Studio italiano: 4% atleti olimpici ha disfunzioni cardiache

(Reuters Health) – Circa il 4% degli atleti olimpici potrebbero essere a rischio mentre si allenano e gareggiano, a causa di difetti o disfunzioni al cuore di cui potrebbero anche non essere a conoscenza. È quanto emerge da un recente studio italiano, che ha esaminato più di duemila atleti che hanno preso parte ai Giochi che si sono tenuti dal 2004 (Olimpiadi di Atene) al 2014 (Olimpiadi invernali di Sochi) sottoponendoli a esami strumentali e di imaging come RM, TC e ECG. “Anche se si tratta di una piccola percentuale con anomalie, le conseguenze possono essere pesanti”, dice l’autore principale dello studio, Antonio Pelliccia, direttore scientifico dell’Istituto di medicina dello sport del Comitato olimpico nazionale di Roma. “Gli atleti possono essere sani, ma non al riparo da certi rischi come la sindrome della morte improvvisa”.

Consegna
Secondo l'articolo sugli atleti olimpici, quanti atleti sono stati esaminati nello studio italiano? Il materiale riportato di seguito non è necessario.

Voci tratte da una raccolta
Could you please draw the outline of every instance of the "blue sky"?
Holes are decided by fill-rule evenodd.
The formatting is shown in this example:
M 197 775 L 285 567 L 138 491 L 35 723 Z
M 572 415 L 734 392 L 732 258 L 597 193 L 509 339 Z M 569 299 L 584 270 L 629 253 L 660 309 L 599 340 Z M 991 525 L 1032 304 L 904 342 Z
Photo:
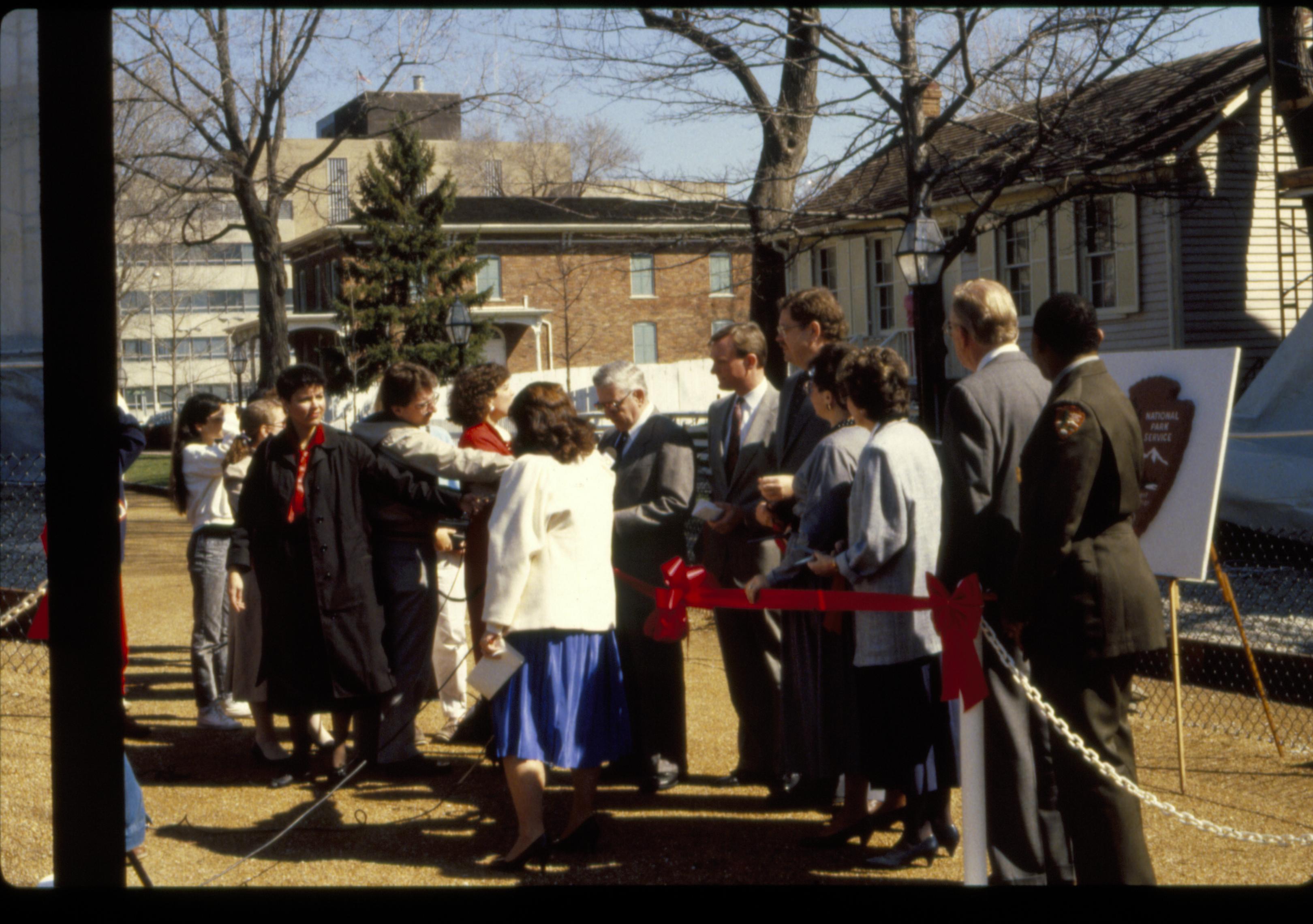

Soluzione
Più di duemila atleti.